Problem details | Write the next part of the post on looking ahead to 2023, starting after its final sentence.

New Ideas - Looking forward to 2023

For Christmas, I also got plenty of new ideas. So I’m going leaping into the New Year feeling excited, inspired, and motivated. I’m also feeling grateful for everyone who supported my creative practice in 2022.  Watch this space in 2023! Although I have a feeling of deja vu, did I say this at the beginning of 2022? I have put many studio hours in this year, and feel that my practice and my work is really moving on. Reviewing my work from this year and considering how to go forward with it, has been really useful. It’s great having that lull time just before and after Christmas. When else do you get the time to ponder life, and art and how many After Eights you can eat in a day? I’d recommend a fresh pair of eyes over your sketchbooks, and discarded ideas – things you’ve abandoned or rejected – maybe you were hasty? I’m considering how to take it to the next step. I’m looking forward to my Cowprint Artists Workshop with Charles Shearer in February. To evolve my collagraph prints. I’ve got about a dozen paintings underway. I was hoping to get involved in a Printmaking Cooperative and get studio access, but I’m not sure that will happen, so I need to look at Portsmouth print studio maybe? I would love to do some etching again. But I’ve got plenty to be getting on with.  I can also work with materials that work well with the press and the tools I have. However, I could do with a big fat juicy new roller for my birthday if anyone needs a hint! I may decry capitalism, but I’m a sucker for a new bit of art kit.

Collected material |
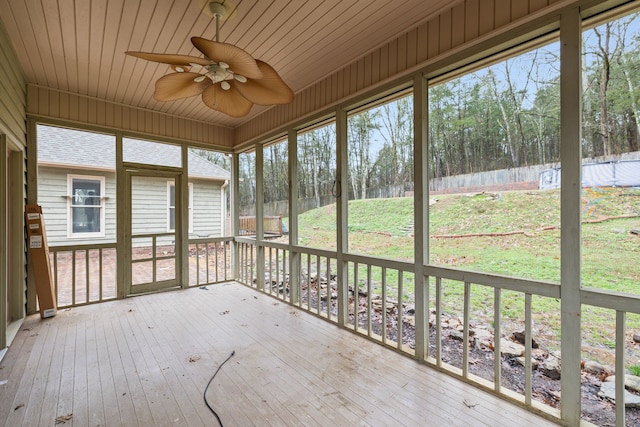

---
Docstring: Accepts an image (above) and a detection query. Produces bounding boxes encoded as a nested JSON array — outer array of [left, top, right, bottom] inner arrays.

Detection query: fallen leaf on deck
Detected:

Written answer |
I moved to Hamble on the outskirts of Southampton in late 2018, and was just starting to find my feet when lockdown stole 2021. Obviously, 2021 still happened, but it was for me (and probably you) a pretty insular experience. It carved a furrowed path that I’ve had to make conscious efforts to break out from in 2022.  Hamble is a beautiful village, with beautiful walks, plenty of good pubs and places to eat, there’s even a supermarket – working from home these days, it would be easy never to leave the village! This has just reminded me of something else I got for Christmas –  a copy of the 2023 Hamble Lifeboat Calendar, in which I was one of the artists featured.  Hamble Lifeboat is an independent lifeboat station, which completely relies on fundraising.

Looking forward to getting back into the studio, starting tomorrow. I’ve got back into life drawing – in person rather than via zoom. Courses coming up, Exhibitions to prepare for, Exhibitions to visit, ideas to explore. I’d better get on with 2023.